■ Written task:
Gather every line in the items below that contains the string "advertising", treating uppercase and lowercase as different.
======
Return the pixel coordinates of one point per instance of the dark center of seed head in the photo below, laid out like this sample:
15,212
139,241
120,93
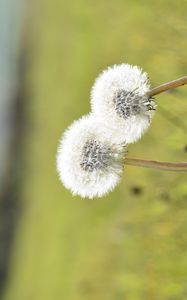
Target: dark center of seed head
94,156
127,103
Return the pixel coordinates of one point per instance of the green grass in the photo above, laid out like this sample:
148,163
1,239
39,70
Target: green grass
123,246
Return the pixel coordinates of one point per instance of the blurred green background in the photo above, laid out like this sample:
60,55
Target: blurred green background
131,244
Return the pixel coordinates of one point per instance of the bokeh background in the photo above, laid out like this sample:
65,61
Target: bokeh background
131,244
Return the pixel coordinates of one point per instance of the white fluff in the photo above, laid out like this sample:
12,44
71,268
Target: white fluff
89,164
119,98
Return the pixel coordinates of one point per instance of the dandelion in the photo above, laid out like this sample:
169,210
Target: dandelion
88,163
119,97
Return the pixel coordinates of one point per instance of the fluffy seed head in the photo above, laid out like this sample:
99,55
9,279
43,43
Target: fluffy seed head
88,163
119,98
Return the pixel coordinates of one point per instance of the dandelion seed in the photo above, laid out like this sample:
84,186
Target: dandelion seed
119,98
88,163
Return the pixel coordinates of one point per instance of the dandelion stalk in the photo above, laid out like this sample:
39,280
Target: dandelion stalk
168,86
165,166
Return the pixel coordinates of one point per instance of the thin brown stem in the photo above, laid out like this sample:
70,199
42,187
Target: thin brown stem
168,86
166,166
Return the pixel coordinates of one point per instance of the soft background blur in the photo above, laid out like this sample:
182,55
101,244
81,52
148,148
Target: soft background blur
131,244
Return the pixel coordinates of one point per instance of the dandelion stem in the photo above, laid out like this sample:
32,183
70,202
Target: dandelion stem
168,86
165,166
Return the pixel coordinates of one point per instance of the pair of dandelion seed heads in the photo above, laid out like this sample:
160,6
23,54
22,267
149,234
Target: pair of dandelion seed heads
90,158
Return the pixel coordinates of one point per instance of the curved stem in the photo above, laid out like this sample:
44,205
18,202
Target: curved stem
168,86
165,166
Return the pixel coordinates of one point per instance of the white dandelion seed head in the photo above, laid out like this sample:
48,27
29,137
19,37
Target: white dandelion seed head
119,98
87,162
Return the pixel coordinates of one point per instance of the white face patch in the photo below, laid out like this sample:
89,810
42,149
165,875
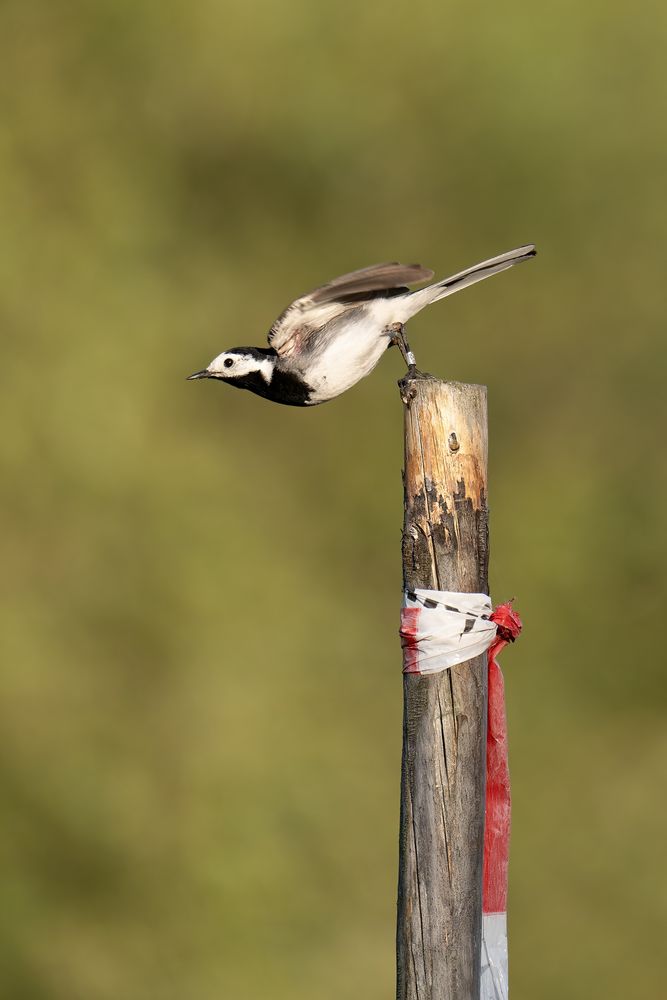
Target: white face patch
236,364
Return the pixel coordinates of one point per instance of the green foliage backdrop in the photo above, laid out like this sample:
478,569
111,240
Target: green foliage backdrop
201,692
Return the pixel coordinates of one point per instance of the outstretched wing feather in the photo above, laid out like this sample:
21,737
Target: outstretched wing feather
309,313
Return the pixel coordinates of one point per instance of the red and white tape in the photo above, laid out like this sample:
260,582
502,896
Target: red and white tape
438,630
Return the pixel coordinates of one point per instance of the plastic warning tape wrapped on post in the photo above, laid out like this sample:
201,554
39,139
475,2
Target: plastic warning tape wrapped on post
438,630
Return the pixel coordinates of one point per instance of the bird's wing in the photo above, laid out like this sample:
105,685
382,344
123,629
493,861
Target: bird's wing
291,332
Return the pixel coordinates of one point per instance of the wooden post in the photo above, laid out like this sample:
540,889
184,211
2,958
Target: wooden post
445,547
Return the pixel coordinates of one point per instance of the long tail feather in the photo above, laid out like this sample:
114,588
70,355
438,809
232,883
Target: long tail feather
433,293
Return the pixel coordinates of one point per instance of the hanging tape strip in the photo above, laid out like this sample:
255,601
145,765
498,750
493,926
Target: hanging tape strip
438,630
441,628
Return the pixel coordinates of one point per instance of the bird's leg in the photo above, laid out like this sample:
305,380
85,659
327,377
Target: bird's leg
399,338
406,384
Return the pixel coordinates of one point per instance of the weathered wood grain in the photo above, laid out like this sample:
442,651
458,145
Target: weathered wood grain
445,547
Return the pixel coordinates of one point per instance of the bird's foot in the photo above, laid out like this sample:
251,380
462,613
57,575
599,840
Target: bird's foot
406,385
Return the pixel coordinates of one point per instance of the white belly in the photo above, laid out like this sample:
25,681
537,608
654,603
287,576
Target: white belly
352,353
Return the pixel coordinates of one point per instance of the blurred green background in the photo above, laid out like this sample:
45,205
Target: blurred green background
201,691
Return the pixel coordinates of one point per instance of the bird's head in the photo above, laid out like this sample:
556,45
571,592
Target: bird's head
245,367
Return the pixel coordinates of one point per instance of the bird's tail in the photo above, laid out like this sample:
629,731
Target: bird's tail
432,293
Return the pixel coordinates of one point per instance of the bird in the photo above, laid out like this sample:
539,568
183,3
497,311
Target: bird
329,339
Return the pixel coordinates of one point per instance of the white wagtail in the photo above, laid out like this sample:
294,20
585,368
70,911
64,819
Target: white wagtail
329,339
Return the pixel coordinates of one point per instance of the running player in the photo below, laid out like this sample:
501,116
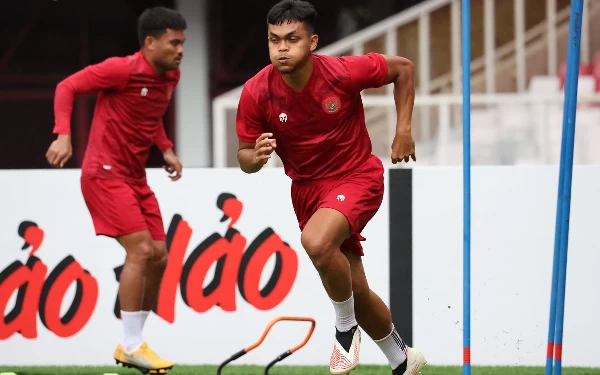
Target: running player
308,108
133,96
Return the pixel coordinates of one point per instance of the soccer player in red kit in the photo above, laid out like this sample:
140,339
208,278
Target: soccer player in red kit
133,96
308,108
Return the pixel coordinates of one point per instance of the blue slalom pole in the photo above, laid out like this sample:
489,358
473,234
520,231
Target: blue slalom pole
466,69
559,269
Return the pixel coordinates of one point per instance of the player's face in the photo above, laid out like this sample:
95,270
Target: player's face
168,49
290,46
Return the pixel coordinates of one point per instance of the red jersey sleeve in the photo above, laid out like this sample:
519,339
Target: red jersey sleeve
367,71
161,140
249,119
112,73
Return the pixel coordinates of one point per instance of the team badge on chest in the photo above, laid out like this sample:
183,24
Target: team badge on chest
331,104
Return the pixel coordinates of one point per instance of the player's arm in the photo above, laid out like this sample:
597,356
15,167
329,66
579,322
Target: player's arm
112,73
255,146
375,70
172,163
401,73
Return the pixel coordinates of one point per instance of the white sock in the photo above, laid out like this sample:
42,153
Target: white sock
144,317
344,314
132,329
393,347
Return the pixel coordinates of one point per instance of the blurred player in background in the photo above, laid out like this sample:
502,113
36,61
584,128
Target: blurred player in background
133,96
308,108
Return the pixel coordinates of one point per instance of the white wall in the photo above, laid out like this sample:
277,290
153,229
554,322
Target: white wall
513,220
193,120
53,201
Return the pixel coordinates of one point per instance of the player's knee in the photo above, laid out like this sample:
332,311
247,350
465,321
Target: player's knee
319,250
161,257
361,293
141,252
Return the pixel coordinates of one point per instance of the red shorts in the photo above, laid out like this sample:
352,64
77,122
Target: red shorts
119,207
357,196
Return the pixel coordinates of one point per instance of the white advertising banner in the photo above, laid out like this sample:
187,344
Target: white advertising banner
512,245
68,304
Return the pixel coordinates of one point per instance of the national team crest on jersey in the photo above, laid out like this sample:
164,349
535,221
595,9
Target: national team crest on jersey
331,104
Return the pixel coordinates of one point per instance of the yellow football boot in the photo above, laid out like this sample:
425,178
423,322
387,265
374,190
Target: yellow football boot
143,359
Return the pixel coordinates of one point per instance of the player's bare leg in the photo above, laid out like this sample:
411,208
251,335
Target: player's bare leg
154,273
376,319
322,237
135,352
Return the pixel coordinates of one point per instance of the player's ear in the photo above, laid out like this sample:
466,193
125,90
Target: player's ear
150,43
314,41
======
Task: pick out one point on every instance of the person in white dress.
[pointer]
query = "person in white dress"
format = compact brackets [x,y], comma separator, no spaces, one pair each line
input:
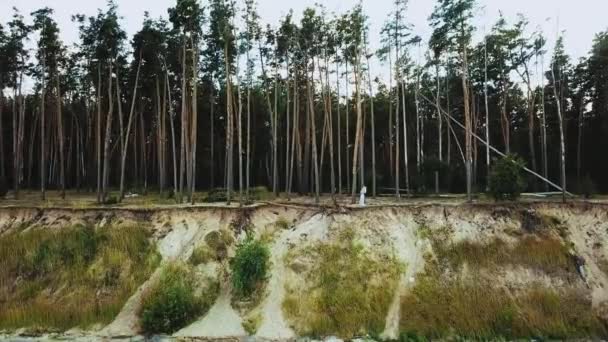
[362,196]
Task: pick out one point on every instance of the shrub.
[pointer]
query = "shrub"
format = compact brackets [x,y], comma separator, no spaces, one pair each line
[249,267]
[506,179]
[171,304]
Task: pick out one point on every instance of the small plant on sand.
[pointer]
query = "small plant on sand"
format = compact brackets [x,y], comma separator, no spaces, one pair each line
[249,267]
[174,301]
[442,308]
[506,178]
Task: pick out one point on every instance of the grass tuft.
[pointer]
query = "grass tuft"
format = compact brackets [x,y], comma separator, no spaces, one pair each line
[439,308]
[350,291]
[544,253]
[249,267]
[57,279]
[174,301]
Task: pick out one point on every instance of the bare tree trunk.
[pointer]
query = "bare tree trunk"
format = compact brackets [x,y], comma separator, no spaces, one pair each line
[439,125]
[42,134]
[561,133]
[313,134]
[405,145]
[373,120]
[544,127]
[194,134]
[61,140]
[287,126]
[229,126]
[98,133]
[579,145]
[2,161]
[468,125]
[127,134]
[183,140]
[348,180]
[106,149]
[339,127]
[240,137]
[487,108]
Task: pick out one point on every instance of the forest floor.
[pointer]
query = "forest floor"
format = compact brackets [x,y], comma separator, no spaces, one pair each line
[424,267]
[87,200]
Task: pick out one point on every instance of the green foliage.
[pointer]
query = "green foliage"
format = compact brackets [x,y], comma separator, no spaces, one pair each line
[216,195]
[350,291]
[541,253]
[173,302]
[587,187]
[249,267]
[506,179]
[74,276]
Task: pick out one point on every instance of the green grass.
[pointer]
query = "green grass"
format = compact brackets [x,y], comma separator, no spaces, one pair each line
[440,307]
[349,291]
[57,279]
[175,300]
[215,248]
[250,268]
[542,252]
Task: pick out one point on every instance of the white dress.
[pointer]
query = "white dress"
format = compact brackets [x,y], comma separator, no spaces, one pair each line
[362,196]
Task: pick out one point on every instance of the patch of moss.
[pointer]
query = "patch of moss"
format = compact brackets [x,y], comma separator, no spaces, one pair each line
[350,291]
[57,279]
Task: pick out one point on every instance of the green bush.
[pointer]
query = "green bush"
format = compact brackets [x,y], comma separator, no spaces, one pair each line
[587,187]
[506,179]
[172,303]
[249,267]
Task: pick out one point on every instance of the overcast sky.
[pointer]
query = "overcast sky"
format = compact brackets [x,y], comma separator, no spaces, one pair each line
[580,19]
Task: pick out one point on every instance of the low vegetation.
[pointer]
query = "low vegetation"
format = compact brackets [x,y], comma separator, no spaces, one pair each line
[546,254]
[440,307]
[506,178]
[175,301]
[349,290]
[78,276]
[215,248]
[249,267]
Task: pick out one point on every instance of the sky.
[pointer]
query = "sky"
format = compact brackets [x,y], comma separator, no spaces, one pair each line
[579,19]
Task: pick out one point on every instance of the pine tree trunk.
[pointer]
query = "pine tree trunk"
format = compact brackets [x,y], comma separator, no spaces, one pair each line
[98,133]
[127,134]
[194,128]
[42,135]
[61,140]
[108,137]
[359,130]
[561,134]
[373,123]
======
■ Solution:
Return the pixel coordinates of one point per instance of the white advertising banner in the photo above, laid out like this sample:
Target: white advertising banner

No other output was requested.